> [Position annotation records]
....
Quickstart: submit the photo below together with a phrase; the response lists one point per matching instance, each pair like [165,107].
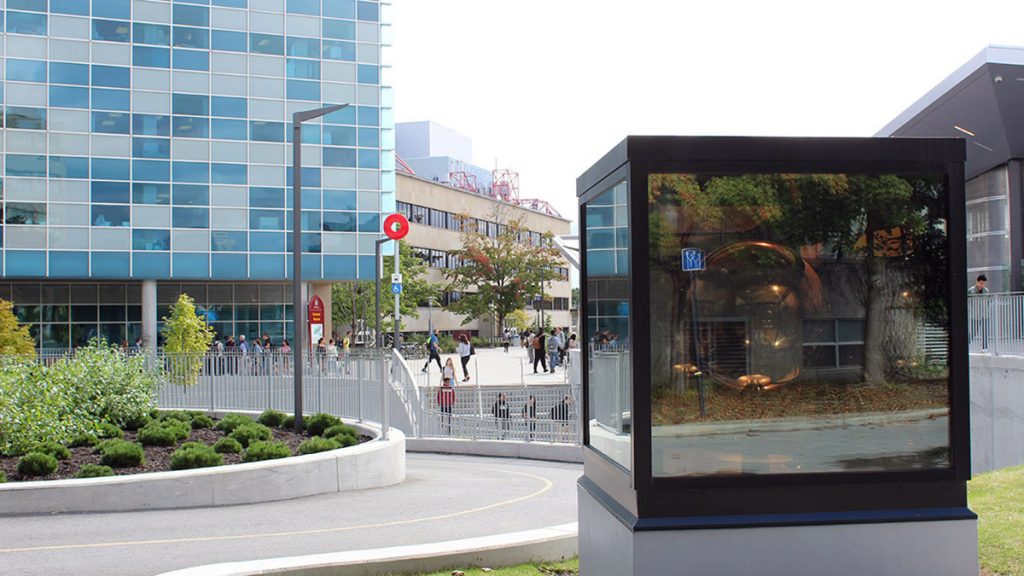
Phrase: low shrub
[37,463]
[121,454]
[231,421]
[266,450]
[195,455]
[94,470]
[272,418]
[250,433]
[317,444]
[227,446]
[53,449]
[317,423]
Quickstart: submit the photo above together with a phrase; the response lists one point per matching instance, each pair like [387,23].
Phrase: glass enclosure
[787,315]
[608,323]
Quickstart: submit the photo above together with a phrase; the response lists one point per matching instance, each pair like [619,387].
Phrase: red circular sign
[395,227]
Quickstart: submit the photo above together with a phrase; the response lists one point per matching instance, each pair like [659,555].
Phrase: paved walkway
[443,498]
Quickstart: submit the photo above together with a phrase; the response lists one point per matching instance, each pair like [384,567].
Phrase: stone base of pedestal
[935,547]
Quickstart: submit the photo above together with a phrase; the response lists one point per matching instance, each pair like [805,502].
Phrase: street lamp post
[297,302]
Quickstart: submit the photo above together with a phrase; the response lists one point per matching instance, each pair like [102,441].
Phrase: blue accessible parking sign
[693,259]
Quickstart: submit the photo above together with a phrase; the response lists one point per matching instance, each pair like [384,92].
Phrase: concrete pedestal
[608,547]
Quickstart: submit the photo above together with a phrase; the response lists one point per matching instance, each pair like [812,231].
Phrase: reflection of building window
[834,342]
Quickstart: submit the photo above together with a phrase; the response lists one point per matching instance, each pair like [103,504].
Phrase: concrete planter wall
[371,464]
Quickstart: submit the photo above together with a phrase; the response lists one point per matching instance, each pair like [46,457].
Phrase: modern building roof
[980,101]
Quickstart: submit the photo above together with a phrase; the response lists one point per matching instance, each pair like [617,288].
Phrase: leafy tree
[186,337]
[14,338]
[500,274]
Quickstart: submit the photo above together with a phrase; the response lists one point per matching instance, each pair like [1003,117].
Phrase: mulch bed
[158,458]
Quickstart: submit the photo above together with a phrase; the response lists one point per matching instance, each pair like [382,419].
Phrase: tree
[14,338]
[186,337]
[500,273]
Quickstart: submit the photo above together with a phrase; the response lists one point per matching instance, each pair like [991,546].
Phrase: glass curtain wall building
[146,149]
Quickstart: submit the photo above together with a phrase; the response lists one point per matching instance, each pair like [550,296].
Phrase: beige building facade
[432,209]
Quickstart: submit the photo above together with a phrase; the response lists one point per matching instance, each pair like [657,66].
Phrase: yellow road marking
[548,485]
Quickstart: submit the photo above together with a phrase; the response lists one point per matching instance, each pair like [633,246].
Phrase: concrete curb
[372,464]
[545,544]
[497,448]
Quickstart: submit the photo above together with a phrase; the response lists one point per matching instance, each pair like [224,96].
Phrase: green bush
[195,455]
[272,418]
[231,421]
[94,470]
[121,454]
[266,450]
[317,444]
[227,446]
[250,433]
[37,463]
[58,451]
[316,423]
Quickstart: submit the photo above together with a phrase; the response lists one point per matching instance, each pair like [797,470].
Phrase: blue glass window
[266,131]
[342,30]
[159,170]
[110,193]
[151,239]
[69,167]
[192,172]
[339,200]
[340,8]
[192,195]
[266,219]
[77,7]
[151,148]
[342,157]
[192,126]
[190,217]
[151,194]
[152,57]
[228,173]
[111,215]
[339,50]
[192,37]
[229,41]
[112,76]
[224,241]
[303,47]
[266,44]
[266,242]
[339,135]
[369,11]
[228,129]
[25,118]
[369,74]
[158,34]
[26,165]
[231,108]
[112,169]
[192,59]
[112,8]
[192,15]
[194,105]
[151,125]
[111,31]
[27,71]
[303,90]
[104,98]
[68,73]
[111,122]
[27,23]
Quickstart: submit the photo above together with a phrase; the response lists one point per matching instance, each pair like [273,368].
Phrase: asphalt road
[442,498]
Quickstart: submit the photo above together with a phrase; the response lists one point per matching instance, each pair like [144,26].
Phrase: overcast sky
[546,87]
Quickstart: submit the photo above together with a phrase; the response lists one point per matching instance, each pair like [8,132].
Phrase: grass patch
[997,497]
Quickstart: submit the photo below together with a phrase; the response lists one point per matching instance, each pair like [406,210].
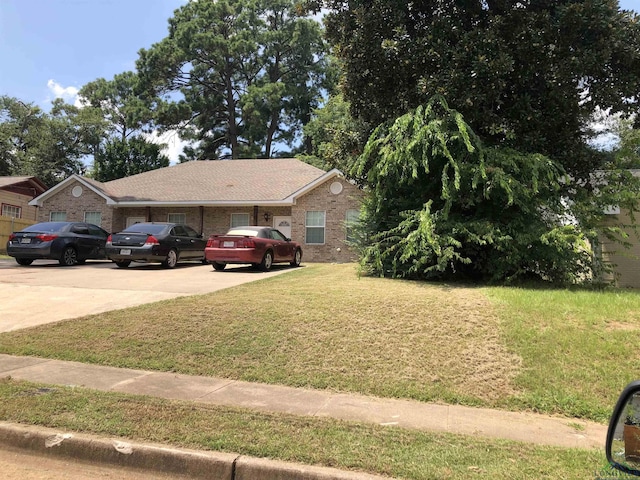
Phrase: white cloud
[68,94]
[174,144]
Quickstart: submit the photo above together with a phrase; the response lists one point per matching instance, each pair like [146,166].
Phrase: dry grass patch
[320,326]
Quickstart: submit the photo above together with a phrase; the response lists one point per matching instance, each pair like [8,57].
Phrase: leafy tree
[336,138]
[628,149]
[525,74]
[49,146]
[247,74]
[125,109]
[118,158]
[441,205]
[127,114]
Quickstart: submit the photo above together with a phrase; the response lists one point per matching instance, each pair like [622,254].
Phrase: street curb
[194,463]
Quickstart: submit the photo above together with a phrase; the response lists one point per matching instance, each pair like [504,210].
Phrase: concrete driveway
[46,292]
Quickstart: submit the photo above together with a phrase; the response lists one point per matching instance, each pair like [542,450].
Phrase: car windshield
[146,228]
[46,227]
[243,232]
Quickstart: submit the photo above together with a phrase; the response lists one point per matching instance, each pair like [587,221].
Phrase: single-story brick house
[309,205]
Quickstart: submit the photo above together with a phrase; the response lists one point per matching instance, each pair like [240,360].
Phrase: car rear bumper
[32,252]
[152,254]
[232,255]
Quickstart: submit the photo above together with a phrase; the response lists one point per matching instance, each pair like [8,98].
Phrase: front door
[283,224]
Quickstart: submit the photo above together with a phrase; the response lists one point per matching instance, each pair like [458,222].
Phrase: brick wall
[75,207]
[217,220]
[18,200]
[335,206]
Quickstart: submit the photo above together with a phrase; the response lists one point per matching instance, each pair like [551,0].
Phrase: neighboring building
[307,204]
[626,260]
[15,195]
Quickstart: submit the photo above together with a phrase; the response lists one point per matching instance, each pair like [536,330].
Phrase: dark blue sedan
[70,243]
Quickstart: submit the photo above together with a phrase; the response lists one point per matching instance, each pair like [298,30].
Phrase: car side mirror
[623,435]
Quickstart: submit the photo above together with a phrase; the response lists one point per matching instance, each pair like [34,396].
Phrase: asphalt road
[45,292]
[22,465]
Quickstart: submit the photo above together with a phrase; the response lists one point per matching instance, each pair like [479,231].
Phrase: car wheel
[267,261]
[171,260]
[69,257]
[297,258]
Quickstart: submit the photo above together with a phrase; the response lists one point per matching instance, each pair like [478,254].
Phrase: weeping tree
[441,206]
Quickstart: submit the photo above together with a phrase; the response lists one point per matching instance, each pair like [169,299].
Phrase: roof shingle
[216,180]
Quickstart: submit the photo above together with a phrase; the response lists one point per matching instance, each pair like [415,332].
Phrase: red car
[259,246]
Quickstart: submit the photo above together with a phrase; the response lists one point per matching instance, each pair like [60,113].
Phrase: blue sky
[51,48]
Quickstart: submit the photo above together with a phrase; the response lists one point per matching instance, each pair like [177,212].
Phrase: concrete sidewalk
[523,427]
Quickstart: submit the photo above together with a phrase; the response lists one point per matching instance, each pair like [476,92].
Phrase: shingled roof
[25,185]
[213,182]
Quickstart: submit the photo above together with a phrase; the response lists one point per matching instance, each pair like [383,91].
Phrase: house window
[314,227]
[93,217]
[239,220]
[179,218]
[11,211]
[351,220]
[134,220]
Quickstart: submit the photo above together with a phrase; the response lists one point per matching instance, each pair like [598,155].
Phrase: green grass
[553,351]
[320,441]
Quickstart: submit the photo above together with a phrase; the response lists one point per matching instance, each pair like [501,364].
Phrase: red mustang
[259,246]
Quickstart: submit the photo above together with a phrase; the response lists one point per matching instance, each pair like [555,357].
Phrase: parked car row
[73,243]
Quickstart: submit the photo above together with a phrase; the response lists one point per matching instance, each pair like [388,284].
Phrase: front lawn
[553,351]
....
> [TASK PROMPT]
Return word for word everything from the line containing "pair like [598,155]." down to the final line of the rows above, including both of those lines.

> [FINISHED ANSWER]
Quickstart: submit the photo above together with a phrase; the response lists one point per matching instance, each pair like [598,155].
Phrase: green grass
[553,351]
[320,441]
Quickstart: submit the photo above together with a phrase; the response lists one point per matching instance, each pair like [501,364].
Phrase: red mustang
[259,246]
Quickstart: submit the photo above together with a phrase; the response lists one point per matching instance, each pair like [555,357].
Phrase: parked car row
[73,243]
Quickstart: submit the photo above together with a phrase; the response lists one point per matching instance, each pair like [388,284].
Phrase: front lawn
[553,351]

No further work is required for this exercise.